**Tasks for this exercise**.
- 1) Reproduce the part of the post on making pictograms in R that opens with the words containing "different_aspects" and closes with "Github. Happy pictogramming!".
- 2) According to the post on making pictograms in R, which package and function let you build the same pictograms from vector images rather than raster ones?
- 3) Pick up the post on making pictograms in R at its last shown line and continue writing it.

### Text segment

Easy pictograms using R

I have been amazed for a while that there is no major stats software offering pictograms. You know the sort of classic infographic I mean:

Isotype’s classic design

Well, I have been working on an R function to help with this. It’s at Github here and below. Here’s an example:

man<-readPNG("man.png")

pictogram(icon=man,
n=c(12,35,52),
grouplabels=c("dudes","chaps","lads"))

same_icons

Simple, huh? You can also have more than one icon, although it’s up to you to keep them a sensible height:width ratio or ‘aspect’ to avoid distorting impressions.

pictogram(icon=list(man,holly,monster),
n=c(12,35,52),
grouplabels=c("men","holly","monsters"))

different_aspects

Edit 30 July 2013: Thank you to Paul Murrell, who wrote to tell me that you can do the same thing with vector images rather than raster using the grImport package and its function grid.symbols(). The advantage of vector images is that they don’t get pixellated and grainy as you zoom in on them.

Also, if you want to know more about how R handles raster images, you should check out Paul’s R Journal article from 2011.

Suggestions? e-mail me or better still, pull them on Github. Happy pictogramming!


# requires image to be read in by readPNG or similar and supplied as "icon"

######
### Given information

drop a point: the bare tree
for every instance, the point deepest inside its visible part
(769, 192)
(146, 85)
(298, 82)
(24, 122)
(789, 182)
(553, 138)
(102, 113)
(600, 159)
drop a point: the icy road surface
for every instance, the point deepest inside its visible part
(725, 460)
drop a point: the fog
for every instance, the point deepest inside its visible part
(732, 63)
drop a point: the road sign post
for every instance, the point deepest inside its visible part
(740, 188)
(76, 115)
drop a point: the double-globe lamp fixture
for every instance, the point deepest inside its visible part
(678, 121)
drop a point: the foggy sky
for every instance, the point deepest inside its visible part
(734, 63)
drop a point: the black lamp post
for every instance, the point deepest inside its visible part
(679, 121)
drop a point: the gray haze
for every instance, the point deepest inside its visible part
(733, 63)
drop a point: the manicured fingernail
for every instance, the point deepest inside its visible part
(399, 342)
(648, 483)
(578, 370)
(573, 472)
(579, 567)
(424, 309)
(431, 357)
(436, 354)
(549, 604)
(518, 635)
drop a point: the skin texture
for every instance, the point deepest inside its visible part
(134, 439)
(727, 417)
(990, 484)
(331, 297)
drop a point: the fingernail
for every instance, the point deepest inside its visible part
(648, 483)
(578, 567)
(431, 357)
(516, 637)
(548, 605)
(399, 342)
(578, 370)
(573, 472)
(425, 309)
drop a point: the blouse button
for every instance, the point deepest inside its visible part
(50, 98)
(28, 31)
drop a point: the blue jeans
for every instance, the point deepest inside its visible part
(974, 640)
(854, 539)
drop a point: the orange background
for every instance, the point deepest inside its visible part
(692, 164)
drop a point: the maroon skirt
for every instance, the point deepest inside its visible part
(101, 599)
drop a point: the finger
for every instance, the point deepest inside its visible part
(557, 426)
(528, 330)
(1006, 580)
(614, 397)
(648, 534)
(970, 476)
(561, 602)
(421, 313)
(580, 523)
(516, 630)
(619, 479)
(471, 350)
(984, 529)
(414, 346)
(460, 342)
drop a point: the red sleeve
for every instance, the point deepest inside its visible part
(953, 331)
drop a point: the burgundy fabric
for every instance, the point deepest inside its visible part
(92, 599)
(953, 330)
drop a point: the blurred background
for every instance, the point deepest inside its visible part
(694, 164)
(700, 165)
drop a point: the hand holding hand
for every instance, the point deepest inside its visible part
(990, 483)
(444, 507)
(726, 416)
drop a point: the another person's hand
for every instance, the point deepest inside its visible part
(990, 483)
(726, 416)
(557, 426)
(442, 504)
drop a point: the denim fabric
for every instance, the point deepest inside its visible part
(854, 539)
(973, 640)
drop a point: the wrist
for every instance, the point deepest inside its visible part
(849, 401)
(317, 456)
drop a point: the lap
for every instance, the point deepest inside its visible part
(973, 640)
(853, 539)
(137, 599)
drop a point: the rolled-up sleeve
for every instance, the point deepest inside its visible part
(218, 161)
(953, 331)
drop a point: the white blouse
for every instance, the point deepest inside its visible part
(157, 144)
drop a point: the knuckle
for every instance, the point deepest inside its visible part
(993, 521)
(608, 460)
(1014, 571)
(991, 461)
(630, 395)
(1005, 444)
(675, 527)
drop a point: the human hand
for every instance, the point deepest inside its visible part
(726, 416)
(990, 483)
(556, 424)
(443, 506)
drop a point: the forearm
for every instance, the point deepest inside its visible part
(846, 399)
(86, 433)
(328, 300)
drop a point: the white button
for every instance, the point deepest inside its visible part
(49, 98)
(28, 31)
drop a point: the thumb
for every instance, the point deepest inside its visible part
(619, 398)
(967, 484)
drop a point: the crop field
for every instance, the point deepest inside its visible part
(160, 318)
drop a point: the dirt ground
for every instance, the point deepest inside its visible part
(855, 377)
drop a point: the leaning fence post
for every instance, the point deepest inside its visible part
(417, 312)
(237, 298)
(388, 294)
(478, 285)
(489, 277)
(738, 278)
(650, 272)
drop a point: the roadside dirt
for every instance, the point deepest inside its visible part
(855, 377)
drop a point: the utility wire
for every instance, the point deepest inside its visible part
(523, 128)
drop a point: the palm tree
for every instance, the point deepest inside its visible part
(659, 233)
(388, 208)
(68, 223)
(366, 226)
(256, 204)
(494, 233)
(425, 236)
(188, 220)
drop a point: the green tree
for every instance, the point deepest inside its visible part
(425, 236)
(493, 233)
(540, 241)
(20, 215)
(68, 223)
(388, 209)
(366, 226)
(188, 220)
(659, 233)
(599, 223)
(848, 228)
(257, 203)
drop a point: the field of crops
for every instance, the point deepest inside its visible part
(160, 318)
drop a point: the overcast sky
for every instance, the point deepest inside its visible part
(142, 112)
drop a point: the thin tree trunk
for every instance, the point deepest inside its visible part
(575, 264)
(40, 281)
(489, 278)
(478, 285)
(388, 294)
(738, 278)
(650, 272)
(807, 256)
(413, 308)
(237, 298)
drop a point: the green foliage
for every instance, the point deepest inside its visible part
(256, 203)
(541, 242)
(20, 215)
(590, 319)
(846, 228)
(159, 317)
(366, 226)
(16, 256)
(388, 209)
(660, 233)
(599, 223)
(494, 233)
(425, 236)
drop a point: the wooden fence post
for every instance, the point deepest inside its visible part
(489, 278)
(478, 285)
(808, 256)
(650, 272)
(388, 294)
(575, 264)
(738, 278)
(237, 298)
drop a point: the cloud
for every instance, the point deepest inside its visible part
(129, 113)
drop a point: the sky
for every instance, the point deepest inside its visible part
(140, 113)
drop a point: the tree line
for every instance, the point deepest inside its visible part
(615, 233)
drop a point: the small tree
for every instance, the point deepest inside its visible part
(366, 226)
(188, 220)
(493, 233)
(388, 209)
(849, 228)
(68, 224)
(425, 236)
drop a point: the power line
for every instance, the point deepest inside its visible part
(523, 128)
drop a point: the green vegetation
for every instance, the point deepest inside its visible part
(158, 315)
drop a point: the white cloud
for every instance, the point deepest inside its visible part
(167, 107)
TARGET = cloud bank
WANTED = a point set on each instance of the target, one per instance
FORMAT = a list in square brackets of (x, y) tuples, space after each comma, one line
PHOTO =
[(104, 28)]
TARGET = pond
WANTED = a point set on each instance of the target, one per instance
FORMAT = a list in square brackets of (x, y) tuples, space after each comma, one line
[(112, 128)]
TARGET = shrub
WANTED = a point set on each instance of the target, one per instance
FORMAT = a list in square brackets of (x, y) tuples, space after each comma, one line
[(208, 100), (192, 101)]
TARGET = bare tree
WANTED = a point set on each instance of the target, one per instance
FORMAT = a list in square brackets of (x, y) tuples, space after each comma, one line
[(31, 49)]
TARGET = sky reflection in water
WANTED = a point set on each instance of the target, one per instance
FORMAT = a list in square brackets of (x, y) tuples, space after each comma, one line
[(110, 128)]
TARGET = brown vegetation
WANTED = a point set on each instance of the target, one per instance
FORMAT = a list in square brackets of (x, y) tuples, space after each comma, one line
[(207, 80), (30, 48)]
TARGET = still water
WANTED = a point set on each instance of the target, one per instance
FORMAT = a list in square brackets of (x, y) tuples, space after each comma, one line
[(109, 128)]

######

**Answers to the exercise**.
- 1)
different_aspects

Edit 30 July 2013: Thank you to Paul Murrell, who wrote to tell me that you can do the same thing with vector images rather than raster using the grImport package and its function grid.symbols(). The advantage of vector images is that they don’t get pixellated and grainy as you zoom in on them.

Also, if you want to know more about how R handles raster images, you should check out Paul’s R Journal article from 2011.

Suggestions? e-mail me or better still, pull them on Github. Happy pictogramming!

- 2) The grImport package and its function grid.symbols().

- 3)
# To do: allow for non-integer n
pictogram<-function(icon,n,grouplabels="",
hicons=20,vspace=0.5,labprop=0.2,labelcex=1) {
if(is.list(icon)) {
licon<-icon
} else {
licon<-list(icon)
for (i in 2:length(n)) {
licon[[i]]<-icon
}
}
library(reshape)
sumn<-sum(n)
group<-untable(df=matrix((1:length(n)),ncol=1),num=n)
vicons<-ceiling(n/hicons)
allv<-sum(vicons)
tail<-n%%hicons
# dim[1] is the height, dim[2] the width:
devaspect<-dev.size(units="px")[1]/dev.size(units="px")[2]
xlength<-1
# get dims of all elements of licon, find greatest aspect and set ylength
getdim<-function(z) {
aspect<-dim(z)[1]/dim(z)[2]
return(aspect)
}
all.ylengths<-unlist(lapply(licon,getdim))
ylength<-max(all.ylengths)
all.ylengths<-untable(df=matrix(all.ylengths,ncol=1),num=n)
ytop<-allv*ylength
if(devaspect*hicons<allv) warning("Icons may extend above the top of the graph")
# vector of icons per row
iconrow<-as.vector(as.matrix(rbind(rep(hicons,length(vicons)),tail)))
# vector for how many times to repeat elements of iconrow
reprow<-as.vector(as.matrix(rbind((vicons-1),rep(1,length(vicons)))))
perrow<-untable(df=matrix(iconrow,ncol=1),num=reprow)
spacing<-NULL
for (i in 1:(length(n))) {
spacing<-c(spacing,rep((i-1)*vspace*ylength,n[i]))
}
y0<-spacing+(ylength*untable(df=matrix((1:allv)-1,ncol=1),num=perrow))
y1<-y0+all.ylengths
# there are more elegant ways to make x0, but for now...
x0<-NULL
for (i in 1:(length(perrow))) {
x0<-c(x0,(0:(perrow[i]-1)))
}
x1<-x0+xlength
leftplot<-floor(-(labprop*hicons))
plot(c(leftplot,hicons),c(0,(devaspect*hicons)),
type="n",bty="n",ylab="",xlab="",xaxt="n",yaxt="n")
lines(x=c(0,0),y=c(min(y0)-(ylength/2),max(y1)+(ylength/2)))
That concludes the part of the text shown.